-- TASK GOAL --
Only the text belongs in the answer: every line of the records below, transcribed exactly.

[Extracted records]
*** Begin section ***

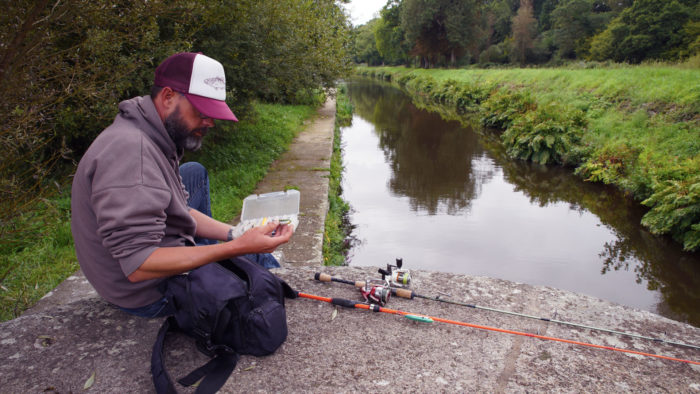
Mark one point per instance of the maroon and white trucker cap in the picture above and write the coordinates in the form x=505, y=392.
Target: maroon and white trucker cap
x=201, y=79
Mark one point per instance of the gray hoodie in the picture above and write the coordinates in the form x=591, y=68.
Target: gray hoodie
x=127, y=201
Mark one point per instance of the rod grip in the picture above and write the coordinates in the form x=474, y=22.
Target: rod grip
x=322, y=277
x=403, y=293
x=343, y=302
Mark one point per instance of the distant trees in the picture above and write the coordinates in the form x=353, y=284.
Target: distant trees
x=440, y=30
x=451, y=32
x=649, y=30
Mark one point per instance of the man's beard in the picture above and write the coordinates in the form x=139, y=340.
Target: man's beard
x=180, y=134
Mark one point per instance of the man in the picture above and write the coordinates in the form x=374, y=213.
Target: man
x=131, y=221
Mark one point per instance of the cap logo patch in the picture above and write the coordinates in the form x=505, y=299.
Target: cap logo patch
x=217, y=83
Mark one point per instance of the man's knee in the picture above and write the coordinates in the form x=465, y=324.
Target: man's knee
x=193, y=169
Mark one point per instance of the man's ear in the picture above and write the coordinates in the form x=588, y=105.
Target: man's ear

*** End section ***

-- COMPLETED TASK --
Mark one point per instance of the maroon and white trucker cap in the picture above and write the coordinates in the form x=505, y=392.
Target: maroon and white trucker cap
x=201, y=79
Mark one point per instance of the gray hoodie in the picture above and write the coordinates in the form x=591, y=68.
Target: gray hoodie
x=127, y=201
Mark one point per instance of the rod grip in the picture above and write the coordinates in the form x=474, y=22.
Target: rod grip
x=322, y=277
x=403, y=293
x=343, y=302
Mark one point per instance of the distant trees in the picture above and write the coordinates in the form x=353, y=284.
Target: distant trees
x=440, y=30
x=451, y=32
x=649, y=30
Mark one point per instance of the man's beard in the picture above and write the coordinates in the form x=139, y=340.
Target: man's beard
x=180, y=134
Mark one point per instance of the man in the picture above and write the coordinates in the form x=374, y=213.
Target: man
x=131, y=221
Mark one point per instance of the cap logo patch in the picture above and write the coordinates in the form x=505, y=299.
Target: cap logo patch
x=217, y=83
Mark one point per instance of the man's knee in the picture above and write the coordinates in the form x=465, y=324.
Target: man's knee
x=193, y=169
Mark one point per instance of the man's ear in the picture above and write the coordinates in the form x=588, y=105.
Target: man's ear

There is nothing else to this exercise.